### [What is expected]
Restate word for word the span of lines that opens with the line containing "Reviewer note: confirm that each instance of the group" and closes with the last line of the material. Include both ends and nothing more.

------------------------------------

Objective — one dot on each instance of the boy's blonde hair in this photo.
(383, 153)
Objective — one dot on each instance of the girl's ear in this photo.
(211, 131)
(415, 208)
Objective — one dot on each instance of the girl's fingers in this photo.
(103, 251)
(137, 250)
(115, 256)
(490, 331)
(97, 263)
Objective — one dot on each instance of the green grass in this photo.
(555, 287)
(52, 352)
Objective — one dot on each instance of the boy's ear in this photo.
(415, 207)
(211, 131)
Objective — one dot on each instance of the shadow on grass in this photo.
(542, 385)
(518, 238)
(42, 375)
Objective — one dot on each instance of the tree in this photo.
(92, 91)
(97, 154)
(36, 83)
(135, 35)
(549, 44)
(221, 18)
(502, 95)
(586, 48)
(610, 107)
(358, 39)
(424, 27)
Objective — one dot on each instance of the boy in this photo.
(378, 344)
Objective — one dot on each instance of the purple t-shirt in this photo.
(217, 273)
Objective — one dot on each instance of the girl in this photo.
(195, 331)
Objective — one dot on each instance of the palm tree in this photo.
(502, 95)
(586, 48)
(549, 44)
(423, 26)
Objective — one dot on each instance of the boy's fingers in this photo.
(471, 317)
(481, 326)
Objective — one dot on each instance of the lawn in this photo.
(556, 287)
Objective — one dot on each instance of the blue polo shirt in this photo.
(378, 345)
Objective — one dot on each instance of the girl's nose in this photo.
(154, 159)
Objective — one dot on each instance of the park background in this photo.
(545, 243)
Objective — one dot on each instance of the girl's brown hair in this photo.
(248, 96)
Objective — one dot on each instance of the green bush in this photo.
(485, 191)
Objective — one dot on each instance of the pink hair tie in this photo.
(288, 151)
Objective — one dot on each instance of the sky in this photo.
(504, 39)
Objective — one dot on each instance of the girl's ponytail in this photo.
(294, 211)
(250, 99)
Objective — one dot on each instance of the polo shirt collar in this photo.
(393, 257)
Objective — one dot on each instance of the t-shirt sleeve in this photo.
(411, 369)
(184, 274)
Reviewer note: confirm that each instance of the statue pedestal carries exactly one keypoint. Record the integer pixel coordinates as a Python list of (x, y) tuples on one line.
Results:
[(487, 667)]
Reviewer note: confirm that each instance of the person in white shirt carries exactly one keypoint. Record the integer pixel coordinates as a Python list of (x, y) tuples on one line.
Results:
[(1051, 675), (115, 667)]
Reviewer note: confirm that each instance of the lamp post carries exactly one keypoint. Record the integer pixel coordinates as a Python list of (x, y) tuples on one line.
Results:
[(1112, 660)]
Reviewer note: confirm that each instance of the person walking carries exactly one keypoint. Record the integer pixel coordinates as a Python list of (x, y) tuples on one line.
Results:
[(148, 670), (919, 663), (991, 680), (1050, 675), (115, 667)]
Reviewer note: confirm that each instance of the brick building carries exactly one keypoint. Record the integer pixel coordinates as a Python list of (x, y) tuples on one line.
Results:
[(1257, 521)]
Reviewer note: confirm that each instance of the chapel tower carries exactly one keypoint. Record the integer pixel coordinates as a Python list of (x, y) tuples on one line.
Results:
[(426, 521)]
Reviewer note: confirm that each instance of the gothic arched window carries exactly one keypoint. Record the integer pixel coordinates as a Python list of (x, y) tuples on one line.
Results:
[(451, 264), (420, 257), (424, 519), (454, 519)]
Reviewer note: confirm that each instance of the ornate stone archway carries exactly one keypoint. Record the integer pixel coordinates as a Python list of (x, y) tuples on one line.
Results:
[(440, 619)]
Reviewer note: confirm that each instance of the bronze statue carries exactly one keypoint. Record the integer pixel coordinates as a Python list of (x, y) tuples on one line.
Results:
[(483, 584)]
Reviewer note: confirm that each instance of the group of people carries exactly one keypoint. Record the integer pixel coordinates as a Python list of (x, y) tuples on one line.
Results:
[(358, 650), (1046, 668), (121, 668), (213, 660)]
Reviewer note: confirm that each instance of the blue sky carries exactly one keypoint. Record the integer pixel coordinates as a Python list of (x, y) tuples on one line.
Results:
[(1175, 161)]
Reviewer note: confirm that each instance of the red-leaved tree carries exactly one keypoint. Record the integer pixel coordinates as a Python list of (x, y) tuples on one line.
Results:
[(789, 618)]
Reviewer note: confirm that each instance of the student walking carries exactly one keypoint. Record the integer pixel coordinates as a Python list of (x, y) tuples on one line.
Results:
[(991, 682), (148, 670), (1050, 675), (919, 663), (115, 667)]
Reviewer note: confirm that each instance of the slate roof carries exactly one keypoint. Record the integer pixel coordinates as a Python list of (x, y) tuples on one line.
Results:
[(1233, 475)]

------------------------------------

### [Finished task]
Reviewer note: confirm that each instance of the group of people carries exactly one keypoint. Record the integer pixel coordinates as a Python list of (x, y) tuples on one line.
Results:
[(358, 650), (1046, 668), (121, 668), (213, 660)]
Reviewer note: confirm that each instance of the blue sky carries exactly one keypoint. Record the integer pixel coordinates as a Python list of (x, y) tuples on one line.
Results:
[(1175, 161)]
Reviewer note: confirm that each instance of the red-leaved tree carries exactly one keypoint. Record the integer pixel coordinates as a Python list of (x, y) tuples on one line.
Results:
[(789, 618)]
Reviewer note: confirm that each instance of the student walking carries exactly one keypoint. Record the integer pixel coordinates as a Python list of (x, y) tuples on one line.
Results:
[(991, 682), (148, 670), (1050, 675), (919, 663), (115, 667)]
Reviewer note: confirm that each instance of the slate roof carries exactly one keypoint. Record the integer pixel coordinates as a Python list of (x, y) tuples on one line.
Results:
[(1233, 475)]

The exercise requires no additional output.